EXERCISE REQUIREMENTS: Rewrite the items below, changing "drop one pin" to "place one marker" wherever it occurs and leaving all other text unchanged.

[BEGIN TASK DATA]

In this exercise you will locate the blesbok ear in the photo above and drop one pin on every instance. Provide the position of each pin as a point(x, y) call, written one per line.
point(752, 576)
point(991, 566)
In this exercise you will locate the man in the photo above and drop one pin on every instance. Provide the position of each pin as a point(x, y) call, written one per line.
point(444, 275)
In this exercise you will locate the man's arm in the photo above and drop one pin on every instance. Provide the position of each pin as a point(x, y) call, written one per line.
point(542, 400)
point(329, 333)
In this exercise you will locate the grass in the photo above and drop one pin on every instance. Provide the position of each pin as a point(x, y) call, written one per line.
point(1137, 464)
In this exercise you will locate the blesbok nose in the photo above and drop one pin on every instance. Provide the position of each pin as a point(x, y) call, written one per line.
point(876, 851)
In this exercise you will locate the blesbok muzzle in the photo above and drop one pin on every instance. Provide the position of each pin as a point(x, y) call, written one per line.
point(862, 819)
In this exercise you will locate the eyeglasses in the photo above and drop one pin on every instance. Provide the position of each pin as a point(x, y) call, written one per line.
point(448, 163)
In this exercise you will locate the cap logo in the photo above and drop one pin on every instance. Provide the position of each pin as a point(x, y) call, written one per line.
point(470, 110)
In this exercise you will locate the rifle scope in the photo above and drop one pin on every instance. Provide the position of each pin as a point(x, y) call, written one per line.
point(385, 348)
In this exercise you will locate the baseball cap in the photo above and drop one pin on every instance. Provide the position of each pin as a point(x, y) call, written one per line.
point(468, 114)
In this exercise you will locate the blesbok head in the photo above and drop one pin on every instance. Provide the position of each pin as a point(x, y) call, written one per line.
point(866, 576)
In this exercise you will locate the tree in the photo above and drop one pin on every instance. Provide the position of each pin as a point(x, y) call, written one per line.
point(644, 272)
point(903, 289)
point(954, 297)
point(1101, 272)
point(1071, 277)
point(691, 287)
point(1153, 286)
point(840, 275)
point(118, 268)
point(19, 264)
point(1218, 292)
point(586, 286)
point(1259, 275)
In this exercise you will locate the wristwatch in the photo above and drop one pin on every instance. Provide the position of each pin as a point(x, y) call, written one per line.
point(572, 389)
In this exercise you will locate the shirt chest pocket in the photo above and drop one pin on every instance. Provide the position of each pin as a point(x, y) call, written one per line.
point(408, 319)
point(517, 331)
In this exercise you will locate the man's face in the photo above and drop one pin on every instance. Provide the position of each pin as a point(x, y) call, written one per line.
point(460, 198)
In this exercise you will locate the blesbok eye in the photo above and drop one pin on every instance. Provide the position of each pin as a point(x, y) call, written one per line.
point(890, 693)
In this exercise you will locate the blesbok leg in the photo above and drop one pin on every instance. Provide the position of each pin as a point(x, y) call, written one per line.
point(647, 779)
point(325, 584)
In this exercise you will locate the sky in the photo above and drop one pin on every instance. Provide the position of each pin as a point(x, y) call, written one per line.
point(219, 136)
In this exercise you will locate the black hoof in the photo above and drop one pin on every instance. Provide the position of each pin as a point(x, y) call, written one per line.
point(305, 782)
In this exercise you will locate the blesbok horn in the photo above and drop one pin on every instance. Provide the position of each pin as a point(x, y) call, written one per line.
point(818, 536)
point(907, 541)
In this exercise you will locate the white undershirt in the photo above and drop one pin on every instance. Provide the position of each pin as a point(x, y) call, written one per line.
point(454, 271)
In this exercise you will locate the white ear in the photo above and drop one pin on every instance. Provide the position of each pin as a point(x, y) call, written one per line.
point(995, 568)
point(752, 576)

[END TASK DATA]

OUTPUT FOR THIS TASK:
In this exercise you will locate the blesbok ear in the photo above and place one marker on every instance. Provide the position of each pin as a point(x, y) call, written one per line.
point(752, 576)
point(991, 566)
In this exercise you will locate the man in the photo above and place one marker on every instance. Provide the position of each pin as a point(x, y) call, written one per line.
point(444, 275)
In this exercise you will locate the man's arm in the photo above and place one marker on every instance. Provide the position of each pin as a point(x, y) call, written one per line.
point(542, 400)
point(329, 333)
In this exercise you will locate the grass in the photo above and place one marker on every instance. Provide the position of each pin as a point(x, y) call, written one per line.
point(1137, 464)
In this exercise you will locate the blesbok nose in the photo above and place one marker on every instance. Provide the position of each pin as a point(x, y) call, written one per line.
point(876, 851)
In this exercise you will locate the blesbok muzzle in the photo above and place one marker on every instance. Provide the position of each pin as a point(x, y) call, written one per line.
point(862, 819)
In this exercise you will locate the eyeglasses in the photo above and place one marker on every instance. Provide the position of each pin as a point(x, y) call, written one per line.
point(448, 163)
In this exercise you will locate the cap logo in the photo above and place one marker on every instance. Provide the position of each pin as a point(x, y) call, written one per line.
point(470, 110)
In this exercise you will locate the rifle scope in the photo above and place one marker on every instance. Provide the position of each pin as a point(x, y) call, written one per line.
point(385, 348)
In this exercise you will locate the baseball cap in the photo above and place one marker on every instance. Provide the position of each pin as a point(x, y) call, written one per line.
point(468, 114)
In this exercise you will locate the blesbok head in the photo above and place one marker on every instance. Provide the position of each pin as a point(x, y) call, written one per line.
point(866, 576)
In this exercise you will locate the tree in the photo above and place one marker on every instance. Provide the position of each pin as a point(x, y) call, written one per line.
point(644, 272)
point(903, 289)
point(954, 297)
point(1101, 272)
point(1071, 277)
point(691, 287)
point(1153, 286)
point(840, 275)
point(118, 268)
point(19, 264)
point(1218, 292)
point(586, 286)
point(1259, 275)
In this exercise you will locate the wristwatch in the photo above and place one marker on every instance. Provide the position of each pin as a point(x, y) call, written one per line.
point(572, 389)
In this exercise you will locate the shirt chest pocket in the photo above and place one marker on every instance. Provide the position of each pin as a point(x, y) call, written one per line.
point(408, 319)
point(517, 331)
In this exercise you will locate the man's face in the photo above and place one marker on every instance. Provide the position of each pin as a point(x, y) call, written one per line.
point(460, 198)
In this exercise you will locate the blesbok eye in the photo above and place one marker on every instance. Provide the position of each pin as a point(x, y) call, written one per line.
point(890, 693)
In this exercise you will locate the blesbok leg in the photo above and place one marker on every instance. Provide the position of each pin as a point(x, y) call, written one per line.
point(647, 779)
point(325, 584)
In this exercise you will locate the sky in the photo above and place one marker on every instance. Provide the position of each pin as a point(x, y) call, written one per line.
point(219, 136)
In this exercise you will locate the black hoof in the photo above and place one marker on every instance. Provide the position of each pin as a point(x, y) call, written one per line.
point(305, 782)
In this exercise you will locate the blesbok horn in the photo above and place one marker on every instance. Provide the position of each pin as a point(x, y) call, written one per line.
point(818, 536)
point(907, 541)
In this exercise you will locate the white undershirt in the photo above and place one marker on every instance. Provide the position of each pin as a point(x, y) call, written one per line.
point(454, 271)
In this exercise you will locate the white ear in the photo above and place one marker on every instance. Provide the position of each pin as a point(x, y) call, written one per line.
point(995, 568)
point(752, 576)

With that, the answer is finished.